→ **Short problem 1**
Reproduce every one of the records below verbatim, line for line. Leave out the passage on molding flanges onto vehicle components.

→ **Source passage**
------------------------------

FIG. 5 illustrates the final position of the mold 200 according to an exemplary embodiment. As shown, end portion 212 of material 210 is bent or flexed inward to form a portion of an extension or flange. Slide 206 is moved to the right such that slide 206 engages stationary portion 202 of mold 200. Subsequent to closure of mold 200 as illustrated in FIG. 5, a polymeric material such as polypropylene or a thermoplastic olefin may be injected into mold 200 such that it fills the cavity or space 214 between material 210 and stationary portion 202 and lifter mechanism 220 to form a substrate to which material 210 is coupled (such as, e.g., substrate 102 shown in FIG. 2). Material 210 may form a physical and/or chemical bond with the injected polymeric material such that the material and substrate are relatively securely bonded together. Thus, the extension in the form of a flange or overhang is formed on the surfaces of the lifter mechanism. Subsequent to formation of the substrate in the injection molding operation, the lifter mechanism retracts from the component at an angle of approximately 5 degrees while the other components of the ejector system retract at an angle of zero degrees (i.e., perpendicular to the tool). The lifter mechanism thus pulls from the molded extension due to the 5 degree angle. According to another exemplary embodiment, the lifter mechanism may pull from the molded extension at a different angle (e.g., greater or less than approximately 5 degrees).

The result of this injection molding process is the formation of a component such as a panel (e.g., a door panel) that includes an extension in the form of a flange or overhang such as that shown in FIGS. 2 and 2a. Excess material or flashing may remain subsequent to the formation of extension 110. Any such excess material may be removed subsequent to the injection molding process, for example, by cutting or trimming the excess material from the area of the extension.

One advantageous feature of producing a vehicle component using a method such as that shown in FIGS. 3-5 is that it is relatively simple and efficient to form an extension in the form of a flange or overhang using a single piece of manufacturing equipment (e.g., injection molding equipment configured as described above). The requirement of secondary bending operations (i.e., to bend the substrate to produce the extension) is eliminated using such an operation. Further, the method described with respect to FIGS. 3-5 allows the manufacture of vehicle components that have a cover stock material (e.g., fabric, leather, a polymeric material, etc.) provided over an extension such as a flange such that the substrate-portion of the extension is not visible to passengers in a vehicle or through a window adjacent the extension.

While FIGS. 1-5 show a vehicle component formed in a molding operation in which an extension in the form of a flange or overhang are formed in an injection molding operation according to an exemplary embodiment, FIGS. 6-7 illustrate the formation of an extension in the form of a flange or overhang according to another exemplary embodiment. FIGS. 6-7 relate generally to the formation of an extension using a secondary bending process subsequent to formation of the vehicle component. The component formed may include a cover stock material provided on the extension prior to or after the secondary bending process is completed.

------------------------------

→ **Supplied data**
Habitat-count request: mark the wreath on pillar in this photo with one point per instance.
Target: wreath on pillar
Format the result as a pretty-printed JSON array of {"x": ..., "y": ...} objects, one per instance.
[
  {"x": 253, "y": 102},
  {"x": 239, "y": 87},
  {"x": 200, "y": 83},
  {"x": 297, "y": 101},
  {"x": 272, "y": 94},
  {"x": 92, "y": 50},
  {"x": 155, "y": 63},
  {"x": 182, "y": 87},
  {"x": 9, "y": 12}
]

------------------------------

→ **Short problem 2**
Continue the passage on molding flanges onto vehicle components, starting right after its final sentence.

→ **Task output 1**
Habitat-count request: mark the wreath on pillar in this photo with one point per instance.
Target: wreath on pillar
Format the result as a pretty-printed JSON array of {"x": ..., "y": ...} objects, one per instance.
[
  {"x": 253, "y": 102},
  {"x": 239, "y": 87},
  {"x": 200, "y": 83},
  {"x": 297, "y": 101},
  {"x": 272, "y": 94},
  {"x": 92, "y": 50},
  {"x": 155, "y": 63},
  {"x": 182, "y": 87},
  {"x": 9, "y": 12}
]

→ **Task output 2**
As shown in FIGS. 6-7, a vehicle component 300 in the form of a door panel is intended to be provided in a bending device or mechanism. While only a substrate 302 of component 300 is shown in FIGS. 6-8, component 300 may also include a cover stock material such as that described above provided on the front or “A” surface thereof. Substrate 302 may be made of any of the substrate materials described above. According to an exemplary embodiment, substrate 302 is made of a polypropylene or another thermoplastic olefin material. According to other exemplary embodiments, the substrate may be made of an ABS or PC/ABS polymer.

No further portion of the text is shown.